- _Things to do_
• a. In the excerpt about the Stepping On workshops, what is the name of Vance's dog?
• b. Using the excerpt about the Stepping On workshops, explain why Vance says he gets a double-dose of strength training.
• c. Proceed with the excerpt about the Stepping On workshops, picking up after its last sentence.

Vance, who suffered a stroke in 2012 that largely affected the right side of his body, said he gets a double-dose of strength training thanks to the workshops. He visits St. Luke’s Hospital for physical therapy on the same days he attends Stepping On, which has helped him regain some of his strength, he said.

“If I carry this information home and keeping doing it, it’s going to help. It depends on me,” he said.

A former dental technician at the University of Iowa and a pet lover, Vance said the things he learns in the workshops allow him to get on the floor and play with his dog, Zach, at home without worrying about how to get up again.

The sessions are designed to be interactive rather than lecture-based. Over the seven weeks, participants are visited by a physical therapist, vision therapist, pharmacist for fall prevention, and a community safety specialist who demonstrates the best ways to recover.

“He actually shows people how to fall, which is always entertaining,” Lee said.

- _Data excerpt_
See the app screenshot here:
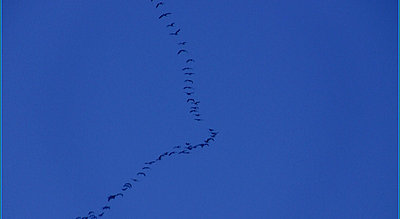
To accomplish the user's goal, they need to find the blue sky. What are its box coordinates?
[2,0,398,219]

- _Replies_
• a. Zach.

• b. On the same days he attends Stepping On, Vance also goes to St. Luke's Hospital for physical therapy. He says this has helped him regain some of his strength.

• c.
An additional “booster session” is offered three months after the workshop ends to check in with former participants, Lee said. Topics covered during the sessions include balance and strength training, the role vision plays in keeping balance, and how to eliminate fall hazards in the home.

The workshops are available at $30 per person and can have up to 15-30 participants. Lee said the money covers the cost of an exercise manual, handouts, snacks, and rental of weights used during the sessions.

Judy Swafford, a co-leader of the workshop, said exercises taught in the workshops are often able to be modified to fit the needs of individuals with mobility issues. This way, she said, participants can get the most out of sessions despite differing ranges of abilities.

“Certainly we’re preventing falls, but we’re also helping people have that list of strategies,” she said.

In the future, the program hopes to expand to reach rural areas, Swafford said. For now, the program continues to educate the elderly and keep them safe in their homes and communities.